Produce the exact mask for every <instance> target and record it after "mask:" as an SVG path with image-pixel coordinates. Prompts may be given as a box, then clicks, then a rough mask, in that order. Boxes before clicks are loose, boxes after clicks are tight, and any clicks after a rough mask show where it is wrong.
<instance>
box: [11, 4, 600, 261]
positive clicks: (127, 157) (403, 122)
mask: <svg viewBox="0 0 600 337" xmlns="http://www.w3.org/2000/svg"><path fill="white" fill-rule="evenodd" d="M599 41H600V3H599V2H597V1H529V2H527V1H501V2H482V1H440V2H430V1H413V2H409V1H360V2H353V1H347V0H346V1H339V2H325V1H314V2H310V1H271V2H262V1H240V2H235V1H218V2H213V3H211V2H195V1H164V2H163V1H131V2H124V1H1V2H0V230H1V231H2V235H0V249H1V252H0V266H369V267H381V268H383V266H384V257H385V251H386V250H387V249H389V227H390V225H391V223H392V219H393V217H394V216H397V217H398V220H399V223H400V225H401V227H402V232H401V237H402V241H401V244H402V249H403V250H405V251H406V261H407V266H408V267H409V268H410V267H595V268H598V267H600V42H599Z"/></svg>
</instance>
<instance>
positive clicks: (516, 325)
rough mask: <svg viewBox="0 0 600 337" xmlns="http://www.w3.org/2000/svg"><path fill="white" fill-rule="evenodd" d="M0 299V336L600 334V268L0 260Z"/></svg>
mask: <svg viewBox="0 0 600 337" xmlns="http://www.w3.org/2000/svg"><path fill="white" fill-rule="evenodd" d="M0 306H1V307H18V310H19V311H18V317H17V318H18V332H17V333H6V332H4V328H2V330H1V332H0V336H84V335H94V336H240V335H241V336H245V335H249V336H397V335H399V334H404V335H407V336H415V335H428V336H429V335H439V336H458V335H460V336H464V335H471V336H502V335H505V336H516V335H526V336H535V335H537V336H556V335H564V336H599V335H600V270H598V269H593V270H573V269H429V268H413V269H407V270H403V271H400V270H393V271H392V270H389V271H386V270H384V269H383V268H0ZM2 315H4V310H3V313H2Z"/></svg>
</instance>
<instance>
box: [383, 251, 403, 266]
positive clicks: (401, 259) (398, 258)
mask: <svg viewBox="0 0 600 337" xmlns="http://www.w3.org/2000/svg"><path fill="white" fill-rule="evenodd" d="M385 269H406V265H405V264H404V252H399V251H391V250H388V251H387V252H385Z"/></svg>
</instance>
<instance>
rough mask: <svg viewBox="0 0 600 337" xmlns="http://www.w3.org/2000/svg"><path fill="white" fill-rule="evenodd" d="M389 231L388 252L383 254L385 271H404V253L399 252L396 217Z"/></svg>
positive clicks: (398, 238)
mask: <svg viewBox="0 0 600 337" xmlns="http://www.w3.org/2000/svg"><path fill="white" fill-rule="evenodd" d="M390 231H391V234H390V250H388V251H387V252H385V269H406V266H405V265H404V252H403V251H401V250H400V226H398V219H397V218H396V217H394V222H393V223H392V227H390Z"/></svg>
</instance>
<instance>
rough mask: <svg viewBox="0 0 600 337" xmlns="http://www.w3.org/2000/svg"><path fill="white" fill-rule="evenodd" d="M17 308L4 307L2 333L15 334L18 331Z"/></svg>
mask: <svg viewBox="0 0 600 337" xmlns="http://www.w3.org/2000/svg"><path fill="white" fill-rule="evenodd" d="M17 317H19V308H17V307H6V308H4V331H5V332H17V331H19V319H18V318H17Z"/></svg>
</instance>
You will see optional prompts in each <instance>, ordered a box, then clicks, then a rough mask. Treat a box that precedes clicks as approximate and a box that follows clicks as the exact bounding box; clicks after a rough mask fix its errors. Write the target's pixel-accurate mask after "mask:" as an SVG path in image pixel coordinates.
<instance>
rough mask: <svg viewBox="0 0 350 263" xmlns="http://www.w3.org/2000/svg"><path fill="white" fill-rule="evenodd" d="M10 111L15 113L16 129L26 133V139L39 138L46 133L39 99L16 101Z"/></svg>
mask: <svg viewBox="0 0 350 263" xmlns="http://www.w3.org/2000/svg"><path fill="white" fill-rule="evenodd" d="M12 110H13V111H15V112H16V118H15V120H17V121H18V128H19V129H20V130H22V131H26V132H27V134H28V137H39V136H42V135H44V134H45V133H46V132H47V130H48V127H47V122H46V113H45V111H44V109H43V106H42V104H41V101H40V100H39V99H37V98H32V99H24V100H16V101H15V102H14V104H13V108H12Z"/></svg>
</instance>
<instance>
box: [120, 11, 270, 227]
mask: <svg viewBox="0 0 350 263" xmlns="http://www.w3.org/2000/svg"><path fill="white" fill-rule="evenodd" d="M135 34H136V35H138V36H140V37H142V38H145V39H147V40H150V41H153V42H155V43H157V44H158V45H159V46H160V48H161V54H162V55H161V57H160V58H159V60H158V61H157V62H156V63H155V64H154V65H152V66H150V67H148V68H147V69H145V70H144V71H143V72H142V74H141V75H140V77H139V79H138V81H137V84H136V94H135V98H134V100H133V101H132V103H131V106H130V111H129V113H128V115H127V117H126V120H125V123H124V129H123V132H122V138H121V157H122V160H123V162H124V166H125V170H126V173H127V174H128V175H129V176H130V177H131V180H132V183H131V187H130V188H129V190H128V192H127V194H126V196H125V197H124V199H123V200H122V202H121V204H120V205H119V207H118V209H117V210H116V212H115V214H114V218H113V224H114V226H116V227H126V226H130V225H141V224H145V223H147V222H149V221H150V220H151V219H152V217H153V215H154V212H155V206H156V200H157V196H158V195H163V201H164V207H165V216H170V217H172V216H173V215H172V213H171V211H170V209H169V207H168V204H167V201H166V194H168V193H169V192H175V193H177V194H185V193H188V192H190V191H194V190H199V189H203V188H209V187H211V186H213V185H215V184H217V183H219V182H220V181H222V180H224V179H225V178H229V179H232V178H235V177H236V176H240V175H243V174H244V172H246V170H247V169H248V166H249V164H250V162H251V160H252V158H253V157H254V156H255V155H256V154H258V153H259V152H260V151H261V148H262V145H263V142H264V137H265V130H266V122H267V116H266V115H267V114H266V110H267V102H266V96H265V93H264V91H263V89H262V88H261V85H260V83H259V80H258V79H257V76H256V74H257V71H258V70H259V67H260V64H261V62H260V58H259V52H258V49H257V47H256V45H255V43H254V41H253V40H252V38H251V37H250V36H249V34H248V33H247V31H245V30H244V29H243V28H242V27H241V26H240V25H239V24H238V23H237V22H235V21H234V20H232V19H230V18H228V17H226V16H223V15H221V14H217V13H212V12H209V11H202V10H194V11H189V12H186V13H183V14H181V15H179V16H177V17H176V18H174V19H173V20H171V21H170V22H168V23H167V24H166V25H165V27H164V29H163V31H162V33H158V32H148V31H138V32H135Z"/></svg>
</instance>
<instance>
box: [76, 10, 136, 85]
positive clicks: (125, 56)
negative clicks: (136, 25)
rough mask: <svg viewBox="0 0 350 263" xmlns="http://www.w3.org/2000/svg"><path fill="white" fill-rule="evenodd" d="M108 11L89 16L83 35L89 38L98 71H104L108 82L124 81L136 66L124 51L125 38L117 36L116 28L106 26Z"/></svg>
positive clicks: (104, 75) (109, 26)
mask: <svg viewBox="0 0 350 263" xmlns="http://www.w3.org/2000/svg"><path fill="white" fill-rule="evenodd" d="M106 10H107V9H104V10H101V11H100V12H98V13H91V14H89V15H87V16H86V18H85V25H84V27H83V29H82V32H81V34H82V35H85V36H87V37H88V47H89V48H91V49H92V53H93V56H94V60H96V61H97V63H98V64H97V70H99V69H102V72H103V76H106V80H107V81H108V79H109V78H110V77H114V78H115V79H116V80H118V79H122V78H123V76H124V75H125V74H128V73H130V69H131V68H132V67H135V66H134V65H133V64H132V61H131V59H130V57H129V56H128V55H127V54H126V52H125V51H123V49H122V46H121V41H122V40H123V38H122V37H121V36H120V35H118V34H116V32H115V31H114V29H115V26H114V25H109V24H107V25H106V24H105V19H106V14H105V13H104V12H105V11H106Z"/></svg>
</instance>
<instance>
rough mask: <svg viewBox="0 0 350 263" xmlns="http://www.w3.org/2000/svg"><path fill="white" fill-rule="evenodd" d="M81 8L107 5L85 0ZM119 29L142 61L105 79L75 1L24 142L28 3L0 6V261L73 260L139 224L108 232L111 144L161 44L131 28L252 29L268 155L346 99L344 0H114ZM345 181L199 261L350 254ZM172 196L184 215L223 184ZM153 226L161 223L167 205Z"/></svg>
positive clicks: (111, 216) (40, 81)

Task to carry out> Output the lines above exactly, but only those between the line holding "positive clicks: (125, 56)" and the line holding "11L89 16L83 35L89", inclusive.

Solved exercise>
positive clicks: (125, 56)
negative clicks: (136, 25)
rough mask: <svg viewBox="0 0 350 263" xmlns="http://www.w3.org/2000/svg"><path fill="white" fill-rule="evenodd" d="M108 11L89 16L83 35L89 38L98 71H104L108 82L124 81L136 66L124 51L125 38L117 36L116 28L106 26Z"/></svg>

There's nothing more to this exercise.